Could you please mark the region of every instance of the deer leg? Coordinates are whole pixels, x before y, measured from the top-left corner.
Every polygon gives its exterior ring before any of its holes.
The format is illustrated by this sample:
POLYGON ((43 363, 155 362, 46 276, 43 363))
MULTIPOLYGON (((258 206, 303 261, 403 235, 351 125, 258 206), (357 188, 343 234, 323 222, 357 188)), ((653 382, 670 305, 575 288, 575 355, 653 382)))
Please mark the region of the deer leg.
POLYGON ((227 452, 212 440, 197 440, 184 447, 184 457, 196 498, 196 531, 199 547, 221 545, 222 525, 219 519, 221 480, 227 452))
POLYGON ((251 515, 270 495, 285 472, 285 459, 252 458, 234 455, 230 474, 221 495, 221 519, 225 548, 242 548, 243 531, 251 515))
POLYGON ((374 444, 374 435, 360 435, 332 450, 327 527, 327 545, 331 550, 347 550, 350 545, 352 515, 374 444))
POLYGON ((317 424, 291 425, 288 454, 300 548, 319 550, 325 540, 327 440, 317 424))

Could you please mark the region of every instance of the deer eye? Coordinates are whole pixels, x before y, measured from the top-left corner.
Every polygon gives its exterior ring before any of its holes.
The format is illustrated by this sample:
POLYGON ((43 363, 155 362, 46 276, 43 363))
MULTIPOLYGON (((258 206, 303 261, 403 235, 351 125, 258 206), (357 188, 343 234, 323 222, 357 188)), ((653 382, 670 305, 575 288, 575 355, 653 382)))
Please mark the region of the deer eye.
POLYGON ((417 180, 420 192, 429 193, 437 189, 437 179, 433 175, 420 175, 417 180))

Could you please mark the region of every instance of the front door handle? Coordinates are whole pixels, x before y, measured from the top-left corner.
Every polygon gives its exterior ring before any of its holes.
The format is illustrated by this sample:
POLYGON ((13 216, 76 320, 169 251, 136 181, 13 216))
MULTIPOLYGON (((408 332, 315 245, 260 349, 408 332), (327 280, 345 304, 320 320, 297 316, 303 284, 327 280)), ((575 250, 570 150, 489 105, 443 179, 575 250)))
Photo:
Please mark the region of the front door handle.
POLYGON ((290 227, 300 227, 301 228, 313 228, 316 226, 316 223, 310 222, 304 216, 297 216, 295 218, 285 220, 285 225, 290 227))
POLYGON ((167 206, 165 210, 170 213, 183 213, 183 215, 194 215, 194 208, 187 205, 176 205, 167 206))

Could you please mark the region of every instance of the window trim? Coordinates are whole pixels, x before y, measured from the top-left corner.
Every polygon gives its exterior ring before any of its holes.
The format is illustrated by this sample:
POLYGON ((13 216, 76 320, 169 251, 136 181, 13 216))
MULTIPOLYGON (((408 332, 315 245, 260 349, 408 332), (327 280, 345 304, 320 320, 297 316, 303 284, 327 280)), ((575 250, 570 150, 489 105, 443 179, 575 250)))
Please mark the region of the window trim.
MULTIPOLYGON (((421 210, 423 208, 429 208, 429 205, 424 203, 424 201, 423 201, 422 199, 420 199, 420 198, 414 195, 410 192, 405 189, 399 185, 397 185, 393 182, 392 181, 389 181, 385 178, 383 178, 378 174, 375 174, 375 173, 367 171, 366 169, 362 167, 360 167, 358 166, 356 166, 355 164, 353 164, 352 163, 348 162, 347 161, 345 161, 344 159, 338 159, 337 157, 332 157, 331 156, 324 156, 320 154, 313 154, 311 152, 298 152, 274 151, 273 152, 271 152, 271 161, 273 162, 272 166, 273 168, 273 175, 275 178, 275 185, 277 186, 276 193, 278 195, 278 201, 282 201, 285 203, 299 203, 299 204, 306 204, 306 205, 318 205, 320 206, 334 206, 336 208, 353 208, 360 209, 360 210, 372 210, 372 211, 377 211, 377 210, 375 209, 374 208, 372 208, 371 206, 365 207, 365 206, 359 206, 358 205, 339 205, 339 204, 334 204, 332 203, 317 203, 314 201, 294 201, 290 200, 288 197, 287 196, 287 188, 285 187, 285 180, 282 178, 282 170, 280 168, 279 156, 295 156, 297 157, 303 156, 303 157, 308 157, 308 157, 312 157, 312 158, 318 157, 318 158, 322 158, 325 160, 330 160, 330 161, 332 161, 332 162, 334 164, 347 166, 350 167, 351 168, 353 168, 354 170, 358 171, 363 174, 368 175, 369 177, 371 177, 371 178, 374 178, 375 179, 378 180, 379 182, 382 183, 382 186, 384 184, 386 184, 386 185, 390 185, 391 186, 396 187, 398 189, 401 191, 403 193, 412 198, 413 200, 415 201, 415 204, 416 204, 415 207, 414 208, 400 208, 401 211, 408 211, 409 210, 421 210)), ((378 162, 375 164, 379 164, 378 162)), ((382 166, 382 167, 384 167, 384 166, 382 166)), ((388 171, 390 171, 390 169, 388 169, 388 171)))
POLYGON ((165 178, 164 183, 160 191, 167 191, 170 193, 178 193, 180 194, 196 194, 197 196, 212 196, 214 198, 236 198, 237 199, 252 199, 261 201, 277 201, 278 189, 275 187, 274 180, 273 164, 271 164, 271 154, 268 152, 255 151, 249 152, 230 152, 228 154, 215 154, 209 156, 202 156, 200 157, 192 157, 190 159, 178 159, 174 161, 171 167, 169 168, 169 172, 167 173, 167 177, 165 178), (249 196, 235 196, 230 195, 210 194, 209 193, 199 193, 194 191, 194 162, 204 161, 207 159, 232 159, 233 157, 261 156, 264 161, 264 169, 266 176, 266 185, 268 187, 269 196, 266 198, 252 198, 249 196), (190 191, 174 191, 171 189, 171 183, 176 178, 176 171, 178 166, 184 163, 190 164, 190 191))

WHAT IS NEEDED: Pick out and copy every line of the entries above that contains the string "region", matching case exactly.

TASK RESULT:
Could you please mark the region of every instance of the deer leg? Coordinates are whole pixels, x before y, measured from the top-left corner.
Please mark the region of the deer leg.
Could you please mark the region of every instance of the deer eye? Coordinates are whole pixels, x before y, measured from the top-left corner.
Please mark the region of the deer eye.
Could you please mark the region of every instance of the front door handle? Coordinates are whole pixels, x before y, measured from the top-left corner.
Please mark the region of the front door handle.
Could you please mark the region of every instance of the window trim? Coordinates are whole pixels, x before y, measured from the top-left corner.
Please mark the region of the window trim.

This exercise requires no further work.